■ Given records:
┄┄┄┄┄┄
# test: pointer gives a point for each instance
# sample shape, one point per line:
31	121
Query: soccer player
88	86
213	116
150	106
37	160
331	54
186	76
┄┄┄┄┄┄
■ The task:
Within the entries above, count the lines that include "point". The answer is that number alone.

■ Response to this task:
2